A block of data

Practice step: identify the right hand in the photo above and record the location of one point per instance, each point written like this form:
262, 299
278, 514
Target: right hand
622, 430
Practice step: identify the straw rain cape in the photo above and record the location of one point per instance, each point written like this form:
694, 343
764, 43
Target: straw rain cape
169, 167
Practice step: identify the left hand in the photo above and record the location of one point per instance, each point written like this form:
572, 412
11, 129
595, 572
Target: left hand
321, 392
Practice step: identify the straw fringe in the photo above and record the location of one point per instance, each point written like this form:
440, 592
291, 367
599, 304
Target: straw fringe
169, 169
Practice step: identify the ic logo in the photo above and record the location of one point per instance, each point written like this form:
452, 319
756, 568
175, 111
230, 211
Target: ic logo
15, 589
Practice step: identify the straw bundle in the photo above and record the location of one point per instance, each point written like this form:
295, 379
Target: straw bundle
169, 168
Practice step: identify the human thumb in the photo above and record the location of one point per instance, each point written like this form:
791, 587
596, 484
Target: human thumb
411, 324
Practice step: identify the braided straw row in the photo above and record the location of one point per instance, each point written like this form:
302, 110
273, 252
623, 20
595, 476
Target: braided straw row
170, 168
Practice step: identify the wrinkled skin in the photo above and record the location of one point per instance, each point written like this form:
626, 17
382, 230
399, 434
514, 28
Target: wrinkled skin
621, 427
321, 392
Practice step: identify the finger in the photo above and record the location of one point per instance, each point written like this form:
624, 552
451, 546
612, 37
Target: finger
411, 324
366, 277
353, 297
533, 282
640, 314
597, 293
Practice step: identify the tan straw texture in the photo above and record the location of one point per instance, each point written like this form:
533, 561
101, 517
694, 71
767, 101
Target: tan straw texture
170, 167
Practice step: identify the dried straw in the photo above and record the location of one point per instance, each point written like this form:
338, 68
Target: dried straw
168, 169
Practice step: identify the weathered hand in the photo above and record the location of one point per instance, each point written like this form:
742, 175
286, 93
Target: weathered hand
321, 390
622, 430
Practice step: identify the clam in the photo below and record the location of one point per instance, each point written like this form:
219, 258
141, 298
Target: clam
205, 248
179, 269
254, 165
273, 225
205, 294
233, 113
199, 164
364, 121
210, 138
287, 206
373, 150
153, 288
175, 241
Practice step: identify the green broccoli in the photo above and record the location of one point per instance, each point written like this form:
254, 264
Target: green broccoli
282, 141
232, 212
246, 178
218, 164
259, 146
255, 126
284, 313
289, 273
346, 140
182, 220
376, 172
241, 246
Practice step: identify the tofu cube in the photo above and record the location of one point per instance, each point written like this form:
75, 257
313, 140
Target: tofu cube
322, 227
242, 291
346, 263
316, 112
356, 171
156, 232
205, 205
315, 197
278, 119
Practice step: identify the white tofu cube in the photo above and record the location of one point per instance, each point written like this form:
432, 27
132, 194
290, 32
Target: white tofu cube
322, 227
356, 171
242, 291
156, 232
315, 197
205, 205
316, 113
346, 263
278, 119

* * *

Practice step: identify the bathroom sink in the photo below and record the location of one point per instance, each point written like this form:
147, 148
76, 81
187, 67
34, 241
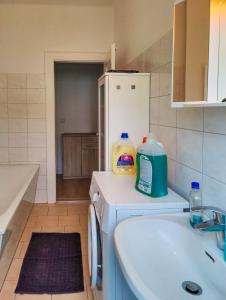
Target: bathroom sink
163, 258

--

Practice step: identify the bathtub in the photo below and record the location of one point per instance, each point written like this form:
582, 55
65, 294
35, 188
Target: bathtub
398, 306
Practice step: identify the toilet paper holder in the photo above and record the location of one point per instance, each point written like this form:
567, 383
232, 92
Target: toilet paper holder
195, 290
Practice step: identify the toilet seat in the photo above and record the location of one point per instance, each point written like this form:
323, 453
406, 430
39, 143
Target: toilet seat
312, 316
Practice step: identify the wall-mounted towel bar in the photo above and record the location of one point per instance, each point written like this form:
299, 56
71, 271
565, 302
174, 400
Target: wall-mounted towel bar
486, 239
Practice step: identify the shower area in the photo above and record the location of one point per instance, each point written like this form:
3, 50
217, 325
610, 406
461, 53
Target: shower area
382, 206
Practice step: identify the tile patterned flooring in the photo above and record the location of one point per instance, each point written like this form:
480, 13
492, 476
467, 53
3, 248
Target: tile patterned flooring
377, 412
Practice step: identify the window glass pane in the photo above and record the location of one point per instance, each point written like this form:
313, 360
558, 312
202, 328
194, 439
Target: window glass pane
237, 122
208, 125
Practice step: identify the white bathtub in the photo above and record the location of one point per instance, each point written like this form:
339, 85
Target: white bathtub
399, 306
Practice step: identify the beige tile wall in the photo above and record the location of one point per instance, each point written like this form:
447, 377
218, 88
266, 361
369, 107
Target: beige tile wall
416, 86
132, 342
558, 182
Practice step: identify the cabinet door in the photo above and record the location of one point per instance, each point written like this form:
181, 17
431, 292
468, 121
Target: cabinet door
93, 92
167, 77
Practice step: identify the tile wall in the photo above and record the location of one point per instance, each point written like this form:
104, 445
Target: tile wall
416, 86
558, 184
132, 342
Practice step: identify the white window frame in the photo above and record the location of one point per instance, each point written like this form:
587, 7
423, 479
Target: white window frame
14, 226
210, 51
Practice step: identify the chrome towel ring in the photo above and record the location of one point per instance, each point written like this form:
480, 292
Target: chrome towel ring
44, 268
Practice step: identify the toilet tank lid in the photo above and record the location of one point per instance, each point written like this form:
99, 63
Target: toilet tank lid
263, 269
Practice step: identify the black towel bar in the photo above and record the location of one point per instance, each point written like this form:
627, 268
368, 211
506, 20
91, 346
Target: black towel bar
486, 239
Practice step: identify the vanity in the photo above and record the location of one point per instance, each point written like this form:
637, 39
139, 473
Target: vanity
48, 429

## Task requirements
Please state how many lines of the material above contain the word "wrinkled". Give only the number.

## Final result
2